**EXERCISE:** Rewrite the lines of each item below with every "wristband" changed to "bracelet" and nothing else altered, leaving out the pictures.

**INFORMATION GIVEN:**
◆ ◆ ◆ ◆

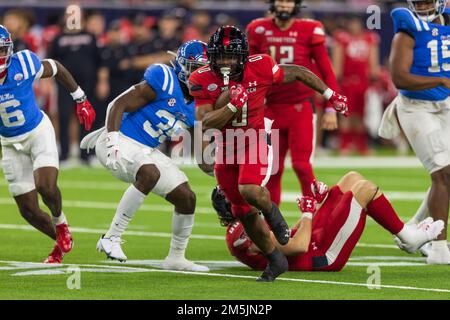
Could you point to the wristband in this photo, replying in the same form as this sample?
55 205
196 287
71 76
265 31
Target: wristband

◆ ◆ ◆ ◆

**OUTPUT FOR THIS TASK:**
Could you point to the bracelet in this photo, replying in the same form as this sample?
55 205
196 287
71 76
265 31
Target: bracelet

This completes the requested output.